Moreover, the survey spectrum in Fig. 3(g) contains even more features and is a result of involvement of G1 (labeled by green asterisks) and of some additional species, contributing four additional lines (magenta asterisks). These lines are similar to those observed in Fig. 3(j) and (k) and suggested to be probably related to a 4-FPEA-(H₂O) cluster, but definitive assignment awaits approval, through comparison of the measured ILSR spectrum to the calculated Raman spectrum. It seems that although, only neat 4-FPEA was introduced into the TOFMS, the very low contamination of the system by water was enough to effectively produce hydrated species, i.e., 4-FPEA-(H₂O) clusters. This indicates that the band at 37 120 cm⁻¹ in the R2PI spectrum, Fig. 2, corresponds to a vibronic transition of G1 (marked by the green shift) and to the origin of the water cluster (marked by magenta W). The two additional features in the R2PI spectrum, marked by magenta shifts, signify two vibronic states of the W cluster. Actually, these features in the R2PI and in the corresponding survey spectra, are a result of the photofragmentation of the parent ion, leading to their appearance in the 4-FPEA mass channel. The observation of photofragment ILSR spectrum agrees with our previous finding, where a PEA–H₂O water cluster could be detected by measuring the ILSR spectrum of PEA.⁴⁸

b. Ionization-loss stimulated Raman spectra

The three-color ILSR spectra, measured by employing the SR beams, with the ω_S beam scanned over the 543–585 and 621–658 nm wavelength range, while fixing the delayed UV probe laser on the wavelengths corresponding to the band origin peaks (36 963, 36 979 and 37 060 cm⁻¹) of the conformers of 4-FPEA, are shown in panels (a)–(c) of Fig. 6 and 7. The monitored traces exhibit almost constant ion background levels, due to the ionization of the 4-FPEA parent by the UV beam, and very sharp features pointing down. In addition, in Fig. 6(a), (b) and 7(a) some very intense lines pointing up are apparent. These pointing down or up features represent Raman transitions, at specific Raman shifts, related to loss or gain^23,24,49,50 in the background signal, respectively. The loss signals are consequence of the depletion in the population of the lower level of the Raman transitions, while the gain lines rise from the ionization probing of the upper Raman-pumped level by the UV laser at 36 963 and 36 979 cm⁻¹.

Fig. 6 Ionization-loss stimulated Raman (lines pointing down) spectra of the conformers (a) A2, (b) G2 and (c) G1 of 2-(4-fluoro-phenyl)-ethylamine in the 400–1700 cm⁻¹ spectral range, measured by parking the ultraviolet probe laser on the origin bands in the resonantly-enhanced two photon ionization spectrum, Fig. 2, and labeled accordingly. The observed gain lines in (a) and (b) result mainly from resonances of the G1 conformer.

Records:
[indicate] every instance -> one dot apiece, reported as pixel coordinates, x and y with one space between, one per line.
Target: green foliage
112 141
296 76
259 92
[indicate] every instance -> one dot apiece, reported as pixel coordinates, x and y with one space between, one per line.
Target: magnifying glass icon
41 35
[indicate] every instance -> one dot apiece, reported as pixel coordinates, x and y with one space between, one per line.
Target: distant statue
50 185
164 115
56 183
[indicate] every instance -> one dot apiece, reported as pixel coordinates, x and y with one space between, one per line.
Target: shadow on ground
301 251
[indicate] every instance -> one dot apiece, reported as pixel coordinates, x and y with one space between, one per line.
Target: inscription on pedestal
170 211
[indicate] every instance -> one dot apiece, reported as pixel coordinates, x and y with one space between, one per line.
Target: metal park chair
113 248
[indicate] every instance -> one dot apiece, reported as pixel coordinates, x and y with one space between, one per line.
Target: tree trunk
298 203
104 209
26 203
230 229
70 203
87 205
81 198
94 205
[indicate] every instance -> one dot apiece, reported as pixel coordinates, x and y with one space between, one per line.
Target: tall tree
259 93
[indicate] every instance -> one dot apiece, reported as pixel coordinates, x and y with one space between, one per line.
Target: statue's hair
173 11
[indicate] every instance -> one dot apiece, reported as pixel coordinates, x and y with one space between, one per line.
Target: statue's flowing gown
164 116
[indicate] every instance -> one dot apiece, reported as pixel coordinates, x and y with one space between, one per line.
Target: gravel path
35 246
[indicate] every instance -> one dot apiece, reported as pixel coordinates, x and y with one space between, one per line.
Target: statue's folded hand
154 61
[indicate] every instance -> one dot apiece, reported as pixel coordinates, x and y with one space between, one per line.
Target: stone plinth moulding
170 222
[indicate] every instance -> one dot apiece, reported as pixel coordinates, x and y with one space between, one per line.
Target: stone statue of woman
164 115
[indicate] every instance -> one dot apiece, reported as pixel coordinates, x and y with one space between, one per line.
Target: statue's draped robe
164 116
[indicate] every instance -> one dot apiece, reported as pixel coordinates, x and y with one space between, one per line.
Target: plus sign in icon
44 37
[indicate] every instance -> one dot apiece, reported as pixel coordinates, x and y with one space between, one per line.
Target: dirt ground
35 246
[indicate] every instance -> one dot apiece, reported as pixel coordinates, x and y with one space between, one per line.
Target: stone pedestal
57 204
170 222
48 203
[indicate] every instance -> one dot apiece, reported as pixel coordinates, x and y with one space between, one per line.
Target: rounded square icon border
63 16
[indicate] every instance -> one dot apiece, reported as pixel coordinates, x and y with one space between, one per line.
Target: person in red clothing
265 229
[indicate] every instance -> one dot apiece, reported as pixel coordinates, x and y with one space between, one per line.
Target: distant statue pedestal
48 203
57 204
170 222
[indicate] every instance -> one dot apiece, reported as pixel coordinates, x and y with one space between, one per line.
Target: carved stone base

Requirements:
[A] In the Raman spectroscopy excerpt, condense the paragraph that begins "The three-color ILSR spectra" into a short bulleted list that retains its main facts.
[B] Extract the passage of the Raman spectroscopy excerpt between "Fig. 6 Ionization-loss" and "the G1 conformer.", inclusive.

Outputs by task:
[A]
- Three-color ILSR spectra were measured with the SR beams. The ω_S beam was scanned over 543–585 and 621–658 nm, and the delayed UV probe laser was fixed at the band origin peaks of the 4-FPEA conformers (36 963, 36 979 and 37 060 cm⁻¹). These spectra are shown in panels (a)–(c) of Fig. 6 and 7.
- The traces show almost constant ion background levels, caused by UV ionization of the 4-FPEA parent, along with very sharp features pointing down.
- Fig. 6(a), (b) and 7(a) also contain some very intense lines pointing up.
- Features pointing down represent Raman transitions associated with loss in the background signal, and features pointing up represent those associated with gain.
- Loss signals come from depletion of the population of the lower Raman level. Gain lines come from the UV laser at 36 963 and 36 979 cm⁻¹ ionizing the upper Raman-pumped level.

[B]
Fig. 6 Ionization-loss stimulated Raman (lines pointing down) spectra of the conformers (a) A2, (b) G2 and (c) G1 of 2-(4-fluoro-phenyl)-ethylamine in the 400–1700 cm⁻¹ spectral range, measured by parking the ultraviolet probe laser on the origin bands in the resonantly-enhanced two photon ionization spectrum, Fig. 2, and labeled accordingly. The observed gain lines in (a) and (b) result mainly from resonances of the G1 conformer.